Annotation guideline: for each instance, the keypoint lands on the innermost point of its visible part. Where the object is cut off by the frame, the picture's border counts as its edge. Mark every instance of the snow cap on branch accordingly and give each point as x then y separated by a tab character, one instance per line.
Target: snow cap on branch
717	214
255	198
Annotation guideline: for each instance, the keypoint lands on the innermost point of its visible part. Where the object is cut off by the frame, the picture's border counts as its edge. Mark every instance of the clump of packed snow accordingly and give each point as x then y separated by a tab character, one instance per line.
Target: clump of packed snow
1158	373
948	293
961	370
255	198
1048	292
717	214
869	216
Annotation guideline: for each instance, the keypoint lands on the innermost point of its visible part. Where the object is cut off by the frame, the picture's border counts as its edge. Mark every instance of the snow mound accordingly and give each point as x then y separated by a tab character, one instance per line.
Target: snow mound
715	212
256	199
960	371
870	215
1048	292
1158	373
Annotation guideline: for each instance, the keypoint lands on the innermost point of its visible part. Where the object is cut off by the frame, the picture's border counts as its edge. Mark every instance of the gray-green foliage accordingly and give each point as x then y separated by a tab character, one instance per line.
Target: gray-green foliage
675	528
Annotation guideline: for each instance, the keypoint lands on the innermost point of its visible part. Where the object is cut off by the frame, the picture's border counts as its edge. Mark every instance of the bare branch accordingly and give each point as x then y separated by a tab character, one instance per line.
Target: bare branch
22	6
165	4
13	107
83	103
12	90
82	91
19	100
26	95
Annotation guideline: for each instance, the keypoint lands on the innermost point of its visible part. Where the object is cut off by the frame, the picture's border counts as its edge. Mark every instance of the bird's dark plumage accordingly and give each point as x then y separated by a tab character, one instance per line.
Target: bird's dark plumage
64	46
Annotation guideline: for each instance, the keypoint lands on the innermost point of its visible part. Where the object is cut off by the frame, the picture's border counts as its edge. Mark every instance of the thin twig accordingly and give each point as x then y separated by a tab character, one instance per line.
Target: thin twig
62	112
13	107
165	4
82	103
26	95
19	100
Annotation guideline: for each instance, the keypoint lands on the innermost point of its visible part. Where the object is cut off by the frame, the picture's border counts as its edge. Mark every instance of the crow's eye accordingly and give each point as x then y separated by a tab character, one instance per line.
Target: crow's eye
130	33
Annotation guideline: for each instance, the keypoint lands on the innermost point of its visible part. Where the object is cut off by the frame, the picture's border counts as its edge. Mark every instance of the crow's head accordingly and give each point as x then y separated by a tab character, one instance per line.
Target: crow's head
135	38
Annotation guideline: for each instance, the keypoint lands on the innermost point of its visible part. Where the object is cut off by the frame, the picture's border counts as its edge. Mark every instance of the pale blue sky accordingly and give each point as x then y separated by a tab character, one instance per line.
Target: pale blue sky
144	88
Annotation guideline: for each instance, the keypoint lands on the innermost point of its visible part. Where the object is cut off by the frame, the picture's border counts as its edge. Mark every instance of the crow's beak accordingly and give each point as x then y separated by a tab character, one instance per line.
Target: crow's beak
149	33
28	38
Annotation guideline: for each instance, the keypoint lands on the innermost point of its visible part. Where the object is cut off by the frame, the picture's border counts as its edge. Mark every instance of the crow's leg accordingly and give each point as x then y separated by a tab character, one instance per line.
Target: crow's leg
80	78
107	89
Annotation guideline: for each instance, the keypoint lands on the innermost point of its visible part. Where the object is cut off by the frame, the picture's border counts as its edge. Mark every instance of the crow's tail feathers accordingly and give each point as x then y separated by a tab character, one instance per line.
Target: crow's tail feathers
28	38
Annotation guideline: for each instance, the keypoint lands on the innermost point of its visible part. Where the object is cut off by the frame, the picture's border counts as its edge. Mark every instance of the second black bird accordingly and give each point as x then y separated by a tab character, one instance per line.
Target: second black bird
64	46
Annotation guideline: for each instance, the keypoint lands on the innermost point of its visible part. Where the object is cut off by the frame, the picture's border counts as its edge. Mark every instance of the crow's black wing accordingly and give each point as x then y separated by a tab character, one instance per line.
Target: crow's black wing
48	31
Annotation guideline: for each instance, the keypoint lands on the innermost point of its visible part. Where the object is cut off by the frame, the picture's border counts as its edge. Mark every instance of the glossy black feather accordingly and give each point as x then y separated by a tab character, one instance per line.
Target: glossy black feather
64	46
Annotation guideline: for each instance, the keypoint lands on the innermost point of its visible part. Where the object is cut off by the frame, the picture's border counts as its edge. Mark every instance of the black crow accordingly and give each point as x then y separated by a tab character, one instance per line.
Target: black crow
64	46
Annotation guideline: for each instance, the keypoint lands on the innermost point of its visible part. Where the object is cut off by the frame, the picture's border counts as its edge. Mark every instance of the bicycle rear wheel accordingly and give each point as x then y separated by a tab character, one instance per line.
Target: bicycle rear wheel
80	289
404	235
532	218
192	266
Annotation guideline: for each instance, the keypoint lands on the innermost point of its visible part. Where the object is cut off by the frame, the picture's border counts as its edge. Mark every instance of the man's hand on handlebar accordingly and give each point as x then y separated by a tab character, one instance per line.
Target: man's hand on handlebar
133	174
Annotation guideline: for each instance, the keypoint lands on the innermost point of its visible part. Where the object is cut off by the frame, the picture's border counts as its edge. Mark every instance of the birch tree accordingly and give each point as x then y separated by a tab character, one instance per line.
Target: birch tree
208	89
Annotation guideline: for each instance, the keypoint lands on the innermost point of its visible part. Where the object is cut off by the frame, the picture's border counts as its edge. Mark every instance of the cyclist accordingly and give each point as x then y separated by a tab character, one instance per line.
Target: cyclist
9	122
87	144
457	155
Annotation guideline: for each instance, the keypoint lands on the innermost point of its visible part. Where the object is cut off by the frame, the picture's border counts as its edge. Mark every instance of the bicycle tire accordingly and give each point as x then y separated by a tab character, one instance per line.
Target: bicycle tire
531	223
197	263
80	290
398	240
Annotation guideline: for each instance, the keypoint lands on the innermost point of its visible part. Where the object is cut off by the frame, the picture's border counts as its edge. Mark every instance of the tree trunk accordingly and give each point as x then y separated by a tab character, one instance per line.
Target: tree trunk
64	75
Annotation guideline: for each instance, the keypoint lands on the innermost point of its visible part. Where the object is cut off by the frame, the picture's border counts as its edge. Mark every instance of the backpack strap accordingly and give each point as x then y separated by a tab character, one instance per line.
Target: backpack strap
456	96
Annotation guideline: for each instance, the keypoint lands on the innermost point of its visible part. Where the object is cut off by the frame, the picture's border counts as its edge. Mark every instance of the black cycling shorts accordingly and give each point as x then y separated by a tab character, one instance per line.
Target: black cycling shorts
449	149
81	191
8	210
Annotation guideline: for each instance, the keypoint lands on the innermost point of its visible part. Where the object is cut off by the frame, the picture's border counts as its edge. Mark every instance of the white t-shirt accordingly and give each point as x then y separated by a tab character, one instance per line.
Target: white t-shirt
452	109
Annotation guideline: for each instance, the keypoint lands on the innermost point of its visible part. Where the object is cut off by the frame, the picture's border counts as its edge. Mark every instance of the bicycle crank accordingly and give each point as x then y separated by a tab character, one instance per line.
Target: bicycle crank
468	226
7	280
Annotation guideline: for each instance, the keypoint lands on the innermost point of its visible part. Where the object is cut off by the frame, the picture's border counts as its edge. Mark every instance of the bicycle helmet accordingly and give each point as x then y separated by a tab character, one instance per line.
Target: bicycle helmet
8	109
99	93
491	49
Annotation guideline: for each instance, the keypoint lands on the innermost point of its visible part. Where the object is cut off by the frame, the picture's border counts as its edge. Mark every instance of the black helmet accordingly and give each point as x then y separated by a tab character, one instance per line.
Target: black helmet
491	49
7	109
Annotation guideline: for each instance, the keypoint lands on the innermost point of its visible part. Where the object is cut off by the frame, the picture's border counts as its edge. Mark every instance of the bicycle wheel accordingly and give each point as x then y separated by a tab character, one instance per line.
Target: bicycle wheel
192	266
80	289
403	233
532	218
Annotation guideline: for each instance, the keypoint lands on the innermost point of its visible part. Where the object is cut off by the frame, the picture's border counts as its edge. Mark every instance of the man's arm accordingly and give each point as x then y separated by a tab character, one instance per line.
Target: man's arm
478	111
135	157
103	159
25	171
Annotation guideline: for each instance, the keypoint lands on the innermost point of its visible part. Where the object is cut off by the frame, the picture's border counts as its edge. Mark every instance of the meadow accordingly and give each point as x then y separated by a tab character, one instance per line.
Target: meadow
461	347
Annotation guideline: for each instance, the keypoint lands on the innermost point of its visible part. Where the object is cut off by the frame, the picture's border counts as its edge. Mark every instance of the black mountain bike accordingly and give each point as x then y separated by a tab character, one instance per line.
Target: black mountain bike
########
→ Exercise prompt
A bare number is the whole answer: how many lines in the entries contain "mountain"?

→ Solution
2